Source excerpt =>

Import required libraries, define model name mapping for prettier display names, and set up output directories.

In [26]:
import sys
import os
import json
from pathlib import Path
import pandas as pd
import numpy as np

# Add the parent directory to the path to import delphi modules
sys.path.append(str(Path.cwd().parent))

from delphi.log.result_analysis import (
    import_plotly,
    load_data
)

# Import plotly for plotting
px = import_plotly()

# Configuration - Model prefix for experiment naming
MODEL_PREFIX = "pythiaST"  # Change this to match your base model (e.g., "pythia", "gemma", etc.)
COMPARE_THINKING_MODES = False  # Set to True to compare both thinking and non-thinking modes

# Define model name mapping for prettier display - updated to match actual directory names
MODEL_NAME_MAPPING = {
    "gemma_3_4b_it_quantized_w4a16": "Gemma-3-4B-IT",
    "Qwen3_4B_quantized_w4a16": "Qwen3-4B", 
    "gemma_3_12b_it_quantized_w4a16": "Gemma-3-12B-IT",
    "gemma_3_27b_it_quantized_w4a16": "Gemma-3-27B-IT",
    "Qwen3_14B_quantized_w4a16": "Qwen3-14B",
    "Qwen3_32B_quantized_w4a16": "Qwen3-32B",
    "Qwen3_235B_A22B_GPTQ_Int4": "Qwen3-235B",
    "Llama_3_3_70B_Instruct_quantized_w4a16": "Llama-3.3-70B-Instruct",
    "Llama_3_1_70B_Instruct_NVFP4": "Llama-3.1-70B-Instruct",
    "Llama_4_Scout_17B_16E_Instruct_quantized_w4a16": "Llama-4-Scout-17B",
    "Llama_4_Maverick_17B_128E_Instruct_quantized_w4a16": "Llama-4-Maverick-17B",
    "llama_8b_explainer": "Transluce-Explainer-Llama-8B"
}

def load_model_results(results_dir: Path, model_mapping: dict, model_prefix: str, compare_modes: bool = False):
    """Load results and statistics for all explainer models."""
    model_results = {}
    model_stats = {}
    
    # If comparing modes, load both thinking and non-thinking experiments
    modes_to_load = []
    if compare_modes:
        modes_to_load = [
            ("thinking", f"{model_prefix}ST_*_thinking_explanation_comparison", f"{model_prefix}ST_", "_thinking_explanation_comparison"),
            ("regular", f"{model_prefix}ST_*_explanation_comparison", f"{model_prefix}_", "_explanation_comparison")
        ]
    else:
        # Legacy single mode support
        modes_to_load = [
            ("single", f"{model_prefix}_*_explanation_comparison", f"{model_prefix}_", "_explanation_comparison")
        ]
    
    for mode_name, pattern, prefix_to_remove, suffix_to_remove in modes_to_load:
        for exp_dir in results_dir.glob(pattern):
            # Extract model name from directory: remove prefix and suffix
            dir_name = exp_dir.name
            model_key = dir_name.replace(prefix_to_remove, "").replace(suffix_to_remove, "")
            base_display_name = model_mapping.get(model_key, model_key)
            
            # Add mode suffix to distinguish between thinking and regular modes
            if compare_modes:
                display_name = f"{base_display_name} ({mode_name})"
            else:
                display_name = base_display_name
            
            scores_path = exp_dir / "scores"
            if scores_path.exists():
                # Load scoring results
                try:
                    # All experiments now use the "st" cache
                    cache_dir_name = "pythia-160m-st"  # All experiments use thinking mode cache
                    latents_path = exp_dir.parent / cache_dir_name / "latents"
                    if not latents_path.exists():
                        latents_path = exp_dir / "latents"  # Fallback to local latents
                    
                    if latents_path.exists():
                        # Extract module names from the actual files
                        sample_score_dir = next(scores_path.iterdir())

To do =>
1/ Print the passage of the code excerpt that opens with the words containing "for mode_name, pattern, prefix_to_remove, suffix_to_remove" and closes with "base_display_name = model_mapping.get(model_key, model_key)".
2/ Return each line of the entries that holds the string "beige", matching case.
The entries below the code excerpt are unrelated to it.

Exercise materials =>

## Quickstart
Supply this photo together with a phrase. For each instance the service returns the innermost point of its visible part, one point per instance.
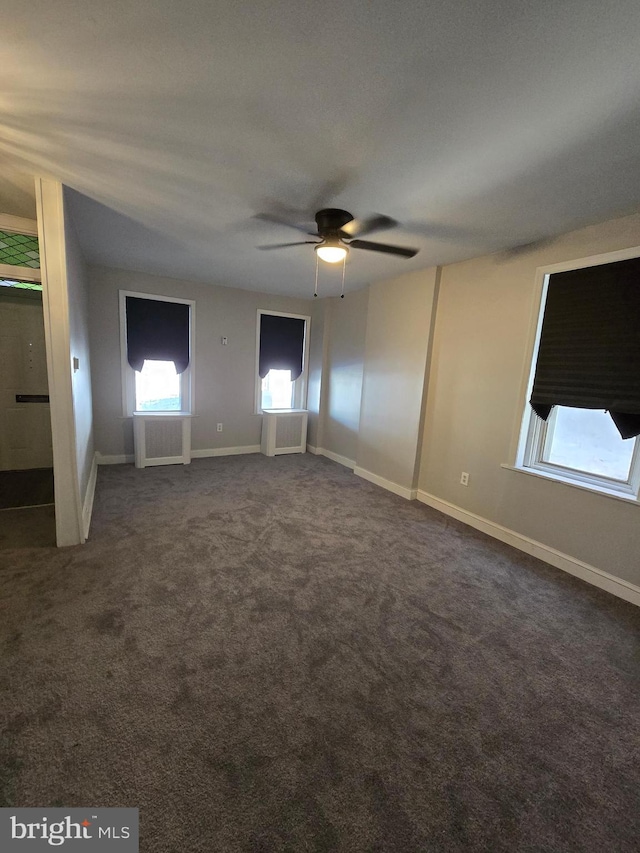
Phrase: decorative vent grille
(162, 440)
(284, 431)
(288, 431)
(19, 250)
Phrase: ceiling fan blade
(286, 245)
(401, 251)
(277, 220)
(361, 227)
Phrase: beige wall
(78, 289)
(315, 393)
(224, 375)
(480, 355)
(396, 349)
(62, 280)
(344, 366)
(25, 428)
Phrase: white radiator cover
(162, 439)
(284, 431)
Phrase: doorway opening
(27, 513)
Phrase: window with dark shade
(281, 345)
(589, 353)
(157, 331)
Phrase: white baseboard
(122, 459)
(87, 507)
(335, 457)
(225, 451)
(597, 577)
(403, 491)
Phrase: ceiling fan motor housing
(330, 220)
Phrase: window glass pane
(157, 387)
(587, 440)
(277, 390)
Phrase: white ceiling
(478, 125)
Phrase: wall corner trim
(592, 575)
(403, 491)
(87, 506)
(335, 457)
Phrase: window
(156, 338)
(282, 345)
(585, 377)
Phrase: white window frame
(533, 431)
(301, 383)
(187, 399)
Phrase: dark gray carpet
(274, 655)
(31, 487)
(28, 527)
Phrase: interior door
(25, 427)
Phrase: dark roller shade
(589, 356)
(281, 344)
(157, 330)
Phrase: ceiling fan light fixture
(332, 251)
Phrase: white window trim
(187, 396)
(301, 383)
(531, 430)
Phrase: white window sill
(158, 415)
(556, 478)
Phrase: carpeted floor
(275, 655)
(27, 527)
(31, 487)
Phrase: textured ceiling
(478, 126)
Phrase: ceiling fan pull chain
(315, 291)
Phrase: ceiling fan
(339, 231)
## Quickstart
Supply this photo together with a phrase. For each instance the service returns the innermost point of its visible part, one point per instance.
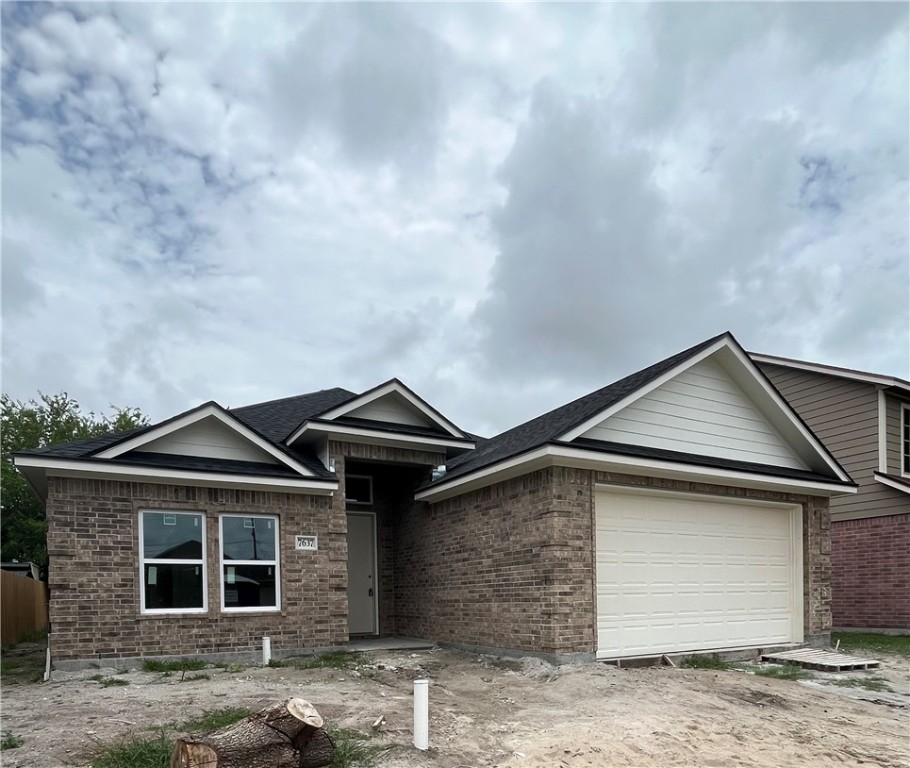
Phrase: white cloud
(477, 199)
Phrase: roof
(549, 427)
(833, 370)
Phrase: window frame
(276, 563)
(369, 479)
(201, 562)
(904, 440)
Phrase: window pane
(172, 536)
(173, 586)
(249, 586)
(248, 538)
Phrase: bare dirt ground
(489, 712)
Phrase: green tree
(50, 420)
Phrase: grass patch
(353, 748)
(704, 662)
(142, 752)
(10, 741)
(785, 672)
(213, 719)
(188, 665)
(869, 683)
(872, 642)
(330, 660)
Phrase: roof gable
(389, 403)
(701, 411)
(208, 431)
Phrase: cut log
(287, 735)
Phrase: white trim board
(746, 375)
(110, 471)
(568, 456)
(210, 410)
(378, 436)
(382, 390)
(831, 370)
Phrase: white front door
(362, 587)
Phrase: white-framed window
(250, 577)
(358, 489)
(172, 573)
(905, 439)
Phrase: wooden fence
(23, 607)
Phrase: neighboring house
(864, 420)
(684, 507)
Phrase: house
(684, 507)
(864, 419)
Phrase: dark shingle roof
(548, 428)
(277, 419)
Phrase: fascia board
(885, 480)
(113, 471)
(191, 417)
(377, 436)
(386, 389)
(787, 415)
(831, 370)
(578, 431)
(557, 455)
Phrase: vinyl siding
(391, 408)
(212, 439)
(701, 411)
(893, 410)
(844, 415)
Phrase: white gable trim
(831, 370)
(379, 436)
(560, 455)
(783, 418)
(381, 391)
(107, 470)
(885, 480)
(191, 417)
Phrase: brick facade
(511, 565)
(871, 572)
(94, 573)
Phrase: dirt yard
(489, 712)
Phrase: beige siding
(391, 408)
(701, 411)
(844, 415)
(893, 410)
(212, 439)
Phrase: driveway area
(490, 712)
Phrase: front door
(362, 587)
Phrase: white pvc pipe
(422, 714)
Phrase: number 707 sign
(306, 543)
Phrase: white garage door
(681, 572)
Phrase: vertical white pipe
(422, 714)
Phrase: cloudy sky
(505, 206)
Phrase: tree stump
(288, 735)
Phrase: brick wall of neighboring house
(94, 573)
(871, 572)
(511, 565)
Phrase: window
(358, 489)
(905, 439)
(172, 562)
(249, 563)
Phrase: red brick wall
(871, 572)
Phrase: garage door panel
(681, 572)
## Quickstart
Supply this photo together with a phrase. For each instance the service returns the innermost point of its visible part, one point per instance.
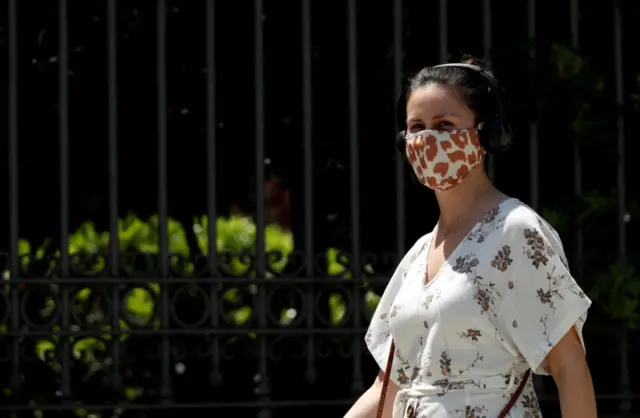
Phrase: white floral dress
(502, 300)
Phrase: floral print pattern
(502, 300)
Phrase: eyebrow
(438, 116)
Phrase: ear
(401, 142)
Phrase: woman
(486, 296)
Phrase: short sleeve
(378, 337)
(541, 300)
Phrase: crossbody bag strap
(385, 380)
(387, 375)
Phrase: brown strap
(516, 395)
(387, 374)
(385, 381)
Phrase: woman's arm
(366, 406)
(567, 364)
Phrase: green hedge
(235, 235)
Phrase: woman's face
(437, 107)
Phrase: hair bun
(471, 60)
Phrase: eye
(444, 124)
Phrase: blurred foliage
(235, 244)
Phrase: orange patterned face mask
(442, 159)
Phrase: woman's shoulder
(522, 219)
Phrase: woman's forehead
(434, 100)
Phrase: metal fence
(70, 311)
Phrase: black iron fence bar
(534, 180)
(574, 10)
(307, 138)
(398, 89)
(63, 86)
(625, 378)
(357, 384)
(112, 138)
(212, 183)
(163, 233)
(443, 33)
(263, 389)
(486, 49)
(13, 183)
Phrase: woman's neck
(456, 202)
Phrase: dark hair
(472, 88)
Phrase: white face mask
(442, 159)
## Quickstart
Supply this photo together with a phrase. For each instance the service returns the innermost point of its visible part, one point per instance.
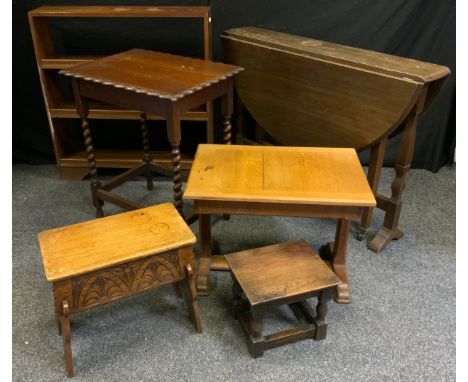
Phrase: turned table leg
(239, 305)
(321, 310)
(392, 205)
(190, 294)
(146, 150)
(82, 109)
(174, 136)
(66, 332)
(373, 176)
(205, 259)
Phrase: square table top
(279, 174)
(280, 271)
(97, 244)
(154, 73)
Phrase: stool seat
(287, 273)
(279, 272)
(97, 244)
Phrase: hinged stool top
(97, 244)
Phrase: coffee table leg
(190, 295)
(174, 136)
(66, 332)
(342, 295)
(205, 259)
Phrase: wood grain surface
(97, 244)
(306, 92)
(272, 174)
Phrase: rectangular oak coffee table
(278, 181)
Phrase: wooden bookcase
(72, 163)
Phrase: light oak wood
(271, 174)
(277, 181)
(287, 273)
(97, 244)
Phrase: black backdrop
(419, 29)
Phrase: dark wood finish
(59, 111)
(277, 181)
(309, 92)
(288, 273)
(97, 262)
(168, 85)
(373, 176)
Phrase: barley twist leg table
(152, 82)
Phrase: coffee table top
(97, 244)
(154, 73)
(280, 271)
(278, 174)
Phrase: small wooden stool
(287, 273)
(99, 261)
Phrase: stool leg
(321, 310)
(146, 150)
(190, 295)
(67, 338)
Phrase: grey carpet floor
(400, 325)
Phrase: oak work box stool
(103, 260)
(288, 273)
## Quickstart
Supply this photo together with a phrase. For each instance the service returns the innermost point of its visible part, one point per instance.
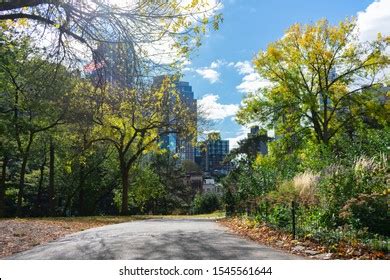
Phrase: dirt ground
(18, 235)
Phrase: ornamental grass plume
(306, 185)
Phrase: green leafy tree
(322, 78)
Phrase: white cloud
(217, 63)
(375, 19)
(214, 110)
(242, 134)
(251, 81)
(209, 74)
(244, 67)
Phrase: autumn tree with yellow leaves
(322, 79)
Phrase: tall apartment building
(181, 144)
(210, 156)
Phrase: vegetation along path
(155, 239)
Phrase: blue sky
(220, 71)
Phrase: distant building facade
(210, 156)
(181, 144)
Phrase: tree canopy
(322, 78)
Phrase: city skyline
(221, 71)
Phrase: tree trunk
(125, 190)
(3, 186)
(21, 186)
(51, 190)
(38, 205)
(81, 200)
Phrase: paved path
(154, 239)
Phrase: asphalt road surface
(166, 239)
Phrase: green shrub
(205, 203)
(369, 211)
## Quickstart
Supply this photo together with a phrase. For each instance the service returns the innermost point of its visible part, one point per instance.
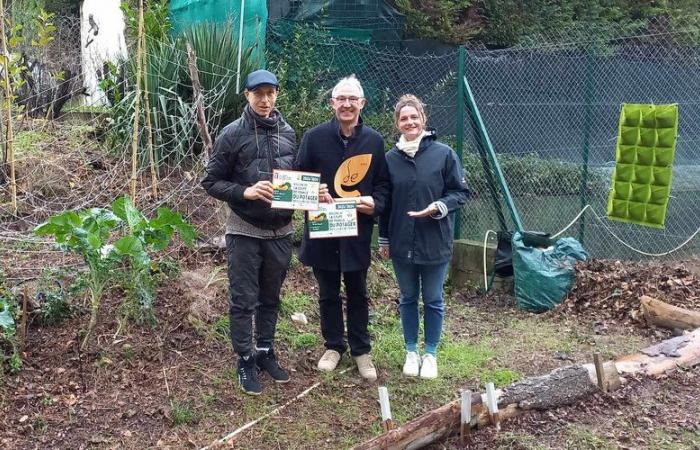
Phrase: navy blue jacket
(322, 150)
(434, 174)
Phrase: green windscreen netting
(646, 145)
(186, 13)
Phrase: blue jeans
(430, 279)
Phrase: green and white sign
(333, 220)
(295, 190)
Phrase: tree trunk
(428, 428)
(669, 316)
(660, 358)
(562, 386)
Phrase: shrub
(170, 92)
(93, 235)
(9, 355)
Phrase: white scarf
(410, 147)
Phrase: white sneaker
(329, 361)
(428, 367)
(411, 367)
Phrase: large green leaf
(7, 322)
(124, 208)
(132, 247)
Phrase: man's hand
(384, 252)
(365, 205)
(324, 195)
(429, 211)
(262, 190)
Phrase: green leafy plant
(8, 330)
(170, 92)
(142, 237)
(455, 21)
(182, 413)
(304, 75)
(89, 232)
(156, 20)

Responses in order =>
1/
for mode_name, pattern, prefix_to_remove, suffix_to_remove in modes_to_load:
        for exp_dir in results_dir.glob(pattern):
            # Extract model name from directory: remove prefix and suffix
            dir_name = exp_dir.name
            model_key = dir_name.replace(prefix_to_remove, "").replace(suffix_to_remove, "")
            base_display_name = model_mapping.get(model_key, model_key)

2/
Phrase: beige wall
Phrase: beige siding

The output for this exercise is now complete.